• [Activity 1] Return every line of the listing that contains the string "negative".

• [Text shown]
..........

The Foolish Club were the owners of the eight original franchises of the American Football League (AFL).  When Texas oil magnates Lamar Hunt and Bud Adams, Jr. were refused entry to the established NFL in 1959, they contacted other businessmen to form an eight-team professional football league, and called it the American Football League.  Though Max Winter had originally committed to fielding a Minneapolis team, he reneged when lured away by the NFL; Winter's group instead joined the NFL as the Minnesota Vikings in 1961  (the Minneapolis AFL franchise only went as far as participating in the 1960 American Football League Draft and never actually fielded a team).  Hunt owned the Dallas Texans (now the Kansas City Chiefs), while the Houston Oilers (now the Tennessee Titans) were Adams' franchise.  The other six members of the "Original Eight" were Harry Wismer (New York Titans, now the New York Jets), Bob Howsam (Denver Broncos), Barron Hilton (Los Angeles Chargers), Ralph C. Wilson, Jr. (Buffalo Bills), Billy Sullivan (Boston Patriots, now the New England Patriots), and a group of eight investors led primarily by F. Wayne Valley and, briefly, Chet Soda (Oakland Raiders, now the Las Vegas Raiders, who replaced the Minneapolis team).  They called themselves the "Foolish Club" because of their seemingly foolhardy venture in taking on the established NFL.

The league quickly became a viable competitor to the established league, in its first year signing half of the NFL's first-round draft choices, and introducing the first professional football gate and TV revenue-sharing plans, which made it financially stable.  It went on to develop its own stars, and after forcing a merger with the NFL in 1966, the now 10-team league entered the NFL intact in 1970.  It became the only league ever to merge with another without losing any franchises. It was the raison d'être for the first Professional Football World Championship Games (later called the Super Bowl), and after losing the first two games of that series to the Green Bay Packers of the elder league, closed out its ten-year existence with victories over the NFL's best teams after the 1968 (with the Jets upsetting the then-Baltimore Colts) and 1969 (the Chiefs defeating the Vikings) seasons.

In the first exhibition game of the 2009 NFL season, the Pro Football Hall of Fame Game on August 9, both the Bills and Titans faced off, with both teams wearing their 1960s throwback uniforms as the Titans wearing the colors of the Houston Oilers.  This contest kicked off what would have been the AFL's 50th season, featuring "AFL Legacy Weekends", in which teams of the "Original Eight" played one another wearing AFL period uniforms, game officials wore AFL "Chinese Red" striped uniforms and fields were designed in the innovative style used during the 1960s.  The first regular season games served as the Monday Night Football season opener on September 14 as the Bills visited the now-New England Patriots and the current San Diego Chargers visited the Oakland Raiders.

..........

• [Extracted records]
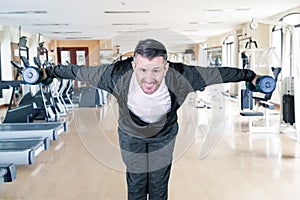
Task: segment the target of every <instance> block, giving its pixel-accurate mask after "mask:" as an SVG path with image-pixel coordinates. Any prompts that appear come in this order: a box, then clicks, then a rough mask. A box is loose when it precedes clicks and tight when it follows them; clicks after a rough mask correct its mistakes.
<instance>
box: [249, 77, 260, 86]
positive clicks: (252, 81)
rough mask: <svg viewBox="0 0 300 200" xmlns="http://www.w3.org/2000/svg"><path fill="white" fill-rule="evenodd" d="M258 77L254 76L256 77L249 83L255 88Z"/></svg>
mask: <svg viewBox="0 0 300 200" xmlns="http://www.w3.org/2000/svg"><path fill="white" fill-rule="evenodd" d="M259 77H260V76H259V75H257V74H256V76H255V77H254V79H253V80H252V81H251V83H252V84H253V85H254V86H256V81H257V79H258V78H259Z"/></svg>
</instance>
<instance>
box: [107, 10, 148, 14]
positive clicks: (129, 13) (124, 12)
mask: <svg viewBox="0 0 300 200" xmlns="http://www.w3.org/2000/svg"><path fill="white" fill-rule="evenodd" d="M104 13H105V14H141V13H150V11H148V10H106V11H104Z"/></svg>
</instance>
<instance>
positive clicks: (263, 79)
mask: <svg viewBox="0 0 300 200" xmlns="http://www.w3.org/2000/svg"><path fill="white" fill-rule="evenodd" d="M253 82H255V85H253ZM253 82H252V83H250V82H246V87H247V89H249V90H250V91H252V92H261V93H264V94H270V93H272V92H273V91H274V90H275V88H276V80H275V79H274V78H273V77H271V76H259V77H257V78H256V79H255V80H254V81H253Z"/></svg>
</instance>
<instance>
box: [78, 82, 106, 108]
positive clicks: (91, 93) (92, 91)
mask: <svg viewBox="0 0 300 200" xmlns="http://www.w3.org/2000/svg"><path fill="white" fill-rule="evenodd" d="M97 106H101V104H100V94H99V90H98V89H97V88H95V87H93V86H88V87H84V88H81V92H80V97H79V107H97Z"/></svg>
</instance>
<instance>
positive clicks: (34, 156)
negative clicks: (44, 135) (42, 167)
mask: <svg viewBox="0 0 300 200" xmlns="http://www.w3.org/2000/svg"><path fill="white" fill-rule="evenodd" d="M49 146H50V140H49V138H47V137H45V138H18V139H17V140H16V139H14V138H12V139H0V161H1V163H14V164H15V165H31V164H33V163H34V162H35V158H36V157H37V156H38V155H39V154H40V153H41V152H42V151H44V150H47V149H49Z"/></svg>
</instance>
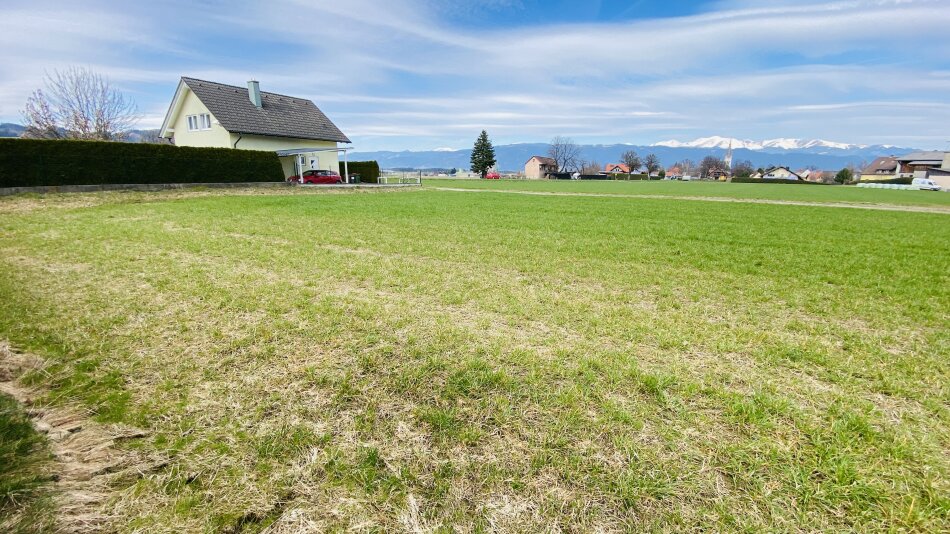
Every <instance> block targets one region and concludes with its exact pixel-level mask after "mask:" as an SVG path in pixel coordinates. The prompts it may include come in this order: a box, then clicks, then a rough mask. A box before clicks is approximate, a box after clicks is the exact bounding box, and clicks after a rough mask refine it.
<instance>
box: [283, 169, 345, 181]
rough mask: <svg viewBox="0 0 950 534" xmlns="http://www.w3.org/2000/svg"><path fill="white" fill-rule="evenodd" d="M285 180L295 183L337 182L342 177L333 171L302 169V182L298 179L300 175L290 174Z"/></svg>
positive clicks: (342, 178) (339, 179)
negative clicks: (302, 169) (304, 170)
mask: <svg viewBox="0 0 950 534" xmlns="http://www.w3.org/2000/svg"><path fill="white" fill-rule="evenodd" d="M287 181H288V182H291V183H296V184H299V183H305V184H339V183H343V178H341V177H340V175H339V174H337V173H336V172H335V171H325V170H309V171H303V182H301V181H300V176H291V177H290V178H287Z"/></svg>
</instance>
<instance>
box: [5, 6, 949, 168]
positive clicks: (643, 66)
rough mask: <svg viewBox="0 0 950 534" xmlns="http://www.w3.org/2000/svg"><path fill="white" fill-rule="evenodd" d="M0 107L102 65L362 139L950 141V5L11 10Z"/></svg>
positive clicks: (129, 78)
mask: <svg viewBox="0 0 950 534" xmlns="http://www.w3.org/2000/svg"><path fill="white" fill-rule="evenodd" d="M0 47H2V49H3V50H4V54H3V55H2V57H0V120H2V121H5V122H6V121H9V122H20V117H19V110H20V109H22V107H23V104H24V102H25V100H26V98H27V96H28V95H29V93H30V91H32V90H33V89H35V88H37V87H40V86H41V84H42V79H43V76H44V73H45V72H47V71H52V70H55V69H62V68H65V67H68V66H71V65H82V66H87V67H90V68H93V69H95V70H97V71H100V72H102V73H103V74H105V75H107V76H108V77H109V78H110V79H111V80H112V81H113V83H114V84H115V85H117V86H119V87H120V88H122V89H123V90H124V91H126V92H128V93H129V94H130V95H131V96H132V97H133V98H134V99H135V100H136V102H137V103H138V107H139V109H140V111H141V113H142V121H141V123H140V126H142V127H157V126H158V125H159V124H160V123H161V119H162V117H163V115H164V113H165V110H166V108H167V106H168V103H169V101H170V100H171V97H172V95H173V93H174V90H175V86H176V84H177V81H178V78H179V77H180V76H182V75H187V76H194V77H199V78H204V79H210V80H214V81H219V82H223V83H231V84H234V85H244V84H245V83H246V81H247V80H248V79H258V80H260V82H261V88H262V89H263V90H265V91H274V92H280V93H285V94H291V95H295V96H304V97H308V98H311V99H313V100H314V102H316V104H317V105H318V106H319V107H320V108H321V109H323V110H324V111H325V112H326V113H327V115H329V116H330V118H331V119H332V120H333V121H334V122H336V123H337V125H339V126H340V127H341V129H343V131H344V132H346V133H347V134H348V135H349V136H350V138H351V139H353V141H354V145H355V146H356V148H358V149H360V150H379V149H392V150H403V149H411V150H418V149H433V148H442V147H447V148H467V147H470V146H471V144H472V142H473V141H474V139H475V137H476V135H477V134H478V132H479V131H480V130H481V129H482V128H485V129H487V130H488V131H489V134H490V135H491V137H492V139H493V140H494V142H495V143H496V144H503V143H515V142H544V141H547V140H549V139H550V138H551V137H553V136H555V135H567V136H570V137H573V138H574V139H576V140H577V141H579V142H584V143H636V144H649V143H653V142H656V141H661V140H665V139H680V140H689V139H693V138H696V137H702V136H707V135H723V136H730V137H739V138H749V139H770V138H777V137H795V138H822V139H828V140H833V141H843V142H852V143H866V144H873V143H880V144H895V145H900V146H912V147H920V148H938V149H944V148H947V146H948V143H950V98H948V95H950V0H839V1H831V2H818V1H809V0H801V1H782V0H778V1H771V2H756V1H751V0H717V1H699V2H685V1H673V0H666V1H652V0H638V1H621V0H602V1H596V0H594V1H567V0H551V1H543V0H482V1H477V0H385V1H378V0H348V1H347V2H340V1H337V0H331V1H323V0H320V1H306V0H272V1H269V2H266V3H265V2H241V1H234V2H219V1H217V0H194V1H183V0H166V1H162V2H150V3H145V2H128V1H124V2H113V1H105V0H85V1H83V2H73V1H66V0H62V1H43V0H32V1H20V0H5V1H4V2H3V4H2V5H0Z"/></svg>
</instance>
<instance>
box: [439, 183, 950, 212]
mask: <svg viewBox="0 0 950 534" xmlns="http://www.w3.org/2000/svg"><path fill="white" fill-rule="evenodd" d="M424 185H427V186H429V187H449V188H464V189H507V190H515V191H540V192H543V191H549V192H572V193H598V194H617V195H662V196H684V197H722V198H736V199H761V200H791V201H804V202H851V203H861V204H896V205H919V206H942V207H950V194H948V193H947V192H945V191H901V190H888V189H865V188H860V187H852V186H826V185H796V184H739V183H736V184H733V183H727V182H678V181H665V180H658V181H650V182H637V181H633V182H625V181H614V180H582V181H575V180H459V179H445V178H442V179H439V178H435V179H426V180H425V181H424Z"/></svg>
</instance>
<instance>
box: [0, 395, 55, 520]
mask: <svg viewBox="0 0 950 534" xmlns="http://www.w3.org/2000/svg"><path fill="white" fill-rule="evenodd" d="M51 464H52V456H51V455H50V453H49V450H48V448H47V446H46V441H45V440H44V438H43V436H41V435H40V434H39V433H38V432H37V431H36V430H35V429H34V428H33V425H32V424H31V423H30V420H29V418H28V417H27V416H26V414H25V413H24V412H23V410H22V409H21V408H20V406H19V405H18V404H17V403H16V401H15V400H14V399H13V398H12V397H9V396H7V395H4V394H0V529H2V530H3V531H4V532H11V533H21V532H22V533H38V532H53V515H52V511H53V509H54V507H53V503H52V500H51V486H50V485H51V483H52V478H51V475H50V472H51Z"/></svg>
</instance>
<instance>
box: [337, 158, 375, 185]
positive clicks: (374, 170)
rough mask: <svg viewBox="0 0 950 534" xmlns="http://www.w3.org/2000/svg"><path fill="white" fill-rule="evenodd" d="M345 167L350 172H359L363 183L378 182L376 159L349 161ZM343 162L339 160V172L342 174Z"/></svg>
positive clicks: (360, 178)
mask: <svg viewBox="0 0 950 534" xmlns="http://www.w3.org/2000/svg"><path fill="white" fill-rule="evenodd" d="M346 165H347V168H348V169H349V172H350V174H359V175H360V182H361V183H364V184H375V183H378V182H379V163H377V162H376V161H349V162H347V164H346ZM344 172H345V171H344V170H343V162H342V161H341V162H340V174H341V175H342V174H343V173H344Z"/></svg>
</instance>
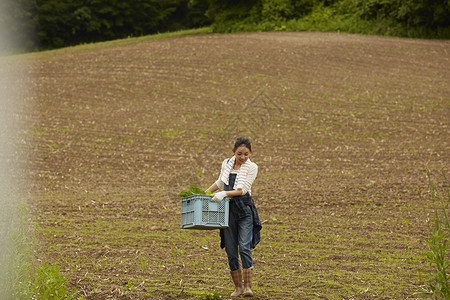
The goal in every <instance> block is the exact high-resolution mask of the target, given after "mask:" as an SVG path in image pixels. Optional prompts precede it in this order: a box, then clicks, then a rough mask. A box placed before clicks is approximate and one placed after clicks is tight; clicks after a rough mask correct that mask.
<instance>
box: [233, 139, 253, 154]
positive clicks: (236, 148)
mask: <svg viewBox="0 0 450 300" xmlns="http://www.w3.org/2000/svg"><path fill="white" fill-rule="evenodd" d="M240 146H245V147H247V148H248V150H250V152H251V151H252V143H251V142H250V139H249V138H246V137H239V138H237V140H236V142H235V143H234V148H233V151H236V149H237V148H239V147H240Z"/></svg>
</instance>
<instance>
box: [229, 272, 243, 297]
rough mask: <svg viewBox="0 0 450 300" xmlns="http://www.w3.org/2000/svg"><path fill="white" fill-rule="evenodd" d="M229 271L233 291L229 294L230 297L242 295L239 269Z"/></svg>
mask: <svg viewBox="0 0 450 300" xmlns="http://www.w3.org/2000/svg"><path fill="white" fill-rule="evenodd" d="M230 273H231V279H233V282H234V292H233V293H232V294H231V297H239V296H240V295H242V292H243V289H242V272H241V269H237V270H234V271H231V272H230Z"/></svg>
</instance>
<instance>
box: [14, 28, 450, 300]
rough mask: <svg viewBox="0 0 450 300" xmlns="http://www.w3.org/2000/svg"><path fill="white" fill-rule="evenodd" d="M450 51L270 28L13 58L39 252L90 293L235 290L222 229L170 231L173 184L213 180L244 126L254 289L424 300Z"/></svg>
mask: <svg viewBox="0 0 450 300" xmlns="http://www.w3.org/2000/svg"><path fill="white" fill-rule="evenodd" d="M449 51H450V42H448V41H430V40H412V39H399V38H386V37H375V36H361V35H348V34H334V33H333V34H331V33H305V32H302V33H281V32H280V33H251V34H233V35H213V34H211V35H195V36H182V37H175V38H168V39H159V40H152V39H148V40H143V41H140V42H133V41H132V40H131V41H130V42H123V43H107V44H101V45H99V46H85V47H79V48H69V49H63V50H58V51H52V52H45V53H38V54H32V55H26V56H21V57H20V58H21V59H22V58H23V61H24V62H25V63H24V67H23V68H24V70H25V71H26V73H27V74H29V76H27V77H25V78H23V79H22V80H21V81H20V84H21V85H22V86H23V87H31V89H30V91H31V93H29V94H28V96H27V102H26V103H27V104H26V105H27V107H26V108H24V109H26V111H24V113H23V117H22V118H23V120H24V122H25V123H26V124H27V125H26V126H27V129H26V130H25V131H24V132H23V134H22V136H21V139H23V140H24V141H25V144H24V146H23V148H24V151H25V150H26V151H27V153H28V154H29V157H30V160H29V165H28V167H27V168H26V170H25V172H26V173H24V174H25V175H24V176H25V177H26V178H27V179H28V186H29V187H30V188H29V189H28V190H27V191H28V192H29V195H30V196H29V201H30V203H31V206H32V207H33V211H34V215H33V216H34V218H35V220H36V223H37V224H38V225H39V227H40V230H39V231H38V232H39V237H40V242H41V243H40V247H39V249H38V252H37V256H38V257H40V258H41V259H42V260H44V261H51V262H52V263H55V264H58V265H59V266H60V267H61V271H62V273H63V275H64V276H66V277H67V278H68V279H69V284H70V287H71V288H76V289H77V291H78V294H79V295H80V296H84V299H138V298H139V299H175V298H195V297H200V296H195V295H194V294H193V292H195V291H197V292H200V293H206V292H214V291H219V292H220V293H223V294H226V295H228V294H229V293H231V291H232V286H231V279H230V278H229V274H228V269H227V263H226V257H225V253H224V252H223V251H222V250H220V249H219V243H218V242H219V241H218V236H217V232H215V231H214V232H210V231H185V230H181V229H179V199H178V197H177V194H178V192H179V191H180V190H182V189H184V188H186V187H187V185H188V184H189V183H194V184H197V185H199V186H201V187H203V188H206V187H208V186H209V185H210V184H211V183H212V182H213V181H214V180H215V179H216V177H217V175H218V172H219V168H220V164H221V161H222V159H223V158H225V157H230V156H231V155H232V153H231V150H230V149H231V146H232V144H233V142H234V139H235V138H236V137H237V136H240V135H247V136H250V137H251V138H252V140H253V148H254V153H253V157H252V159H253V161H255V162H256V163H257V164H258V165H259V174H258V178H257V180H256V182H255V184H254V187H253V191H254V196H255V200H256V205H257V207H258V209H259V211H260V215H261V218H262V220H263V223H264V224H263V225H264V228H263V231H262V241H261V244H260V245H258V247H257V248H256V250H255V252H254V257H255V278H254V291H255V294H256V296H257V297H256V299H374V298H375V299H401V298H407V297H409V298H414V297H417V296H416V295H417V294H416V293H417V292H420V291H421V290H422V287H423V285H424V284H425V281H424V278H423V277H422V276H421V275H420V271H421V270H424V269H427V263H426V261H425V260H424V258H423V257H422V256H421V255H420V254H421V253H422V252H423V251H424V250H425V249H426V243H425V239H426V237H427V236H428V235H429V226H430V225H429V221H430V219H432V218H433V205H432V201H431V198H430V195H429V192H428V191H429V186H428V182H427V179H426V169H429V170H430V173H431V176H432V178H433V179H434V180H436V181H437V184H438V186H439V187H440V188H445V186H446V185H447V182H446V181H445V180H442V177H440V175H439V174H440V172H441V170H443V172H444V173H445V174H448V173H449V163H450V159H449V158H450V145H449V136H450V130H449V121H450V118H449V116H450V111H449V109H450V89H449V86H450V80H449V79H450V62H449V57H450V56H449ZM447 187H448V185H447ZM418 190H420V191H422V194H423V201H422V200H421V199H420V197H419V196H418ZM204 297H207V296H205V295H204Z"/></svg>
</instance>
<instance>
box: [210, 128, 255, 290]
mask: <svg viewBox="0 0 450 300" xmlns="http://www.w3.org/2000/svg"><path fill="white" fill-rule="evenodd" d="M233 153H234V156H233V157H232V158H229V159H225V160H224V161H223V163H222V169H221V172H220V176H219V179H218V180H217V181H216V182H215V183H214V184H212V185H211V186H210V187H209V188H208V190H207V192H208V191H210V192H211V193H214V192H215V191H217V190H220V189H222V188H223V189H224V190H223V191H221V192H218V193H216V194H214V197H213V198H212V201H222V200H223V198H225V197H230V214H229V215H230V219H229V222H228V225H229V227H228V228H225V229H221V230H220V237H221V243H220V245H221V247H222V248H225V251H226V253H227V256H228V264H229V266H230V271H231V278H232V279H233V282H234V285H235V290H234V292H233V293H232V294H231V296H232V297H238V296H240V295H242V294H243V295H244V296H248V297H251V296H253V292H252V289H251V287H252V270H253V259H252V251H251V250H252V249H253V248H255V246H256V245H257V244H258V243H259V241H260V239H261V238H260V230H261V228H262V226H261V222H260V220H259V216H258V212H257V210H256V207H255V204H254V201H253V198H252V195H251V187H252V184H253V182H254V181H255V178H256V175H257V173H258V166H257V165H256V164H255V163H254V162H252V161H250V155H251V154H252V146H251V143H250V140H249V139H248V138H244V137H240V138H238V139H237V140H236V142H235V144H234V147H233ZM239 255H240V256H241V260H242V269H243V271H242V272H241V268H240V263H239ZM242 277H244V287H242Z"/></svg>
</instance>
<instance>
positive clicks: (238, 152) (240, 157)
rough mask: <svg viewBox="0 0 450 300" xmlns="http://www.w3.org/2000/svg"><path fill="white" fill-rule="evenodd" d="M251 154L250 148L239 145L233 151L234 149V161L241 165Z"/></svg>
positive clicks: (243, 162) (245, 161) (241, 164)
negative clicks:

..........

• [Activity 2]
Answer these from the Foolish Club text:
(a) Which franchise did Lamar Hunt own?
(b) In what year did the league enter the NFL intact?
(c) On what date was the Pro Football Hall of Fame Game of the 2009 NFL season played?

• [Expected answer 1]
negative clicks: (44, 135) (42, 167)
negative clicks: (302, 169) (304, 170)
negative clicks:

• [Expected answer 2]
(a) The Dallas Texans (now the Kansas City Chiefs)
(b) 1970
(c) August 9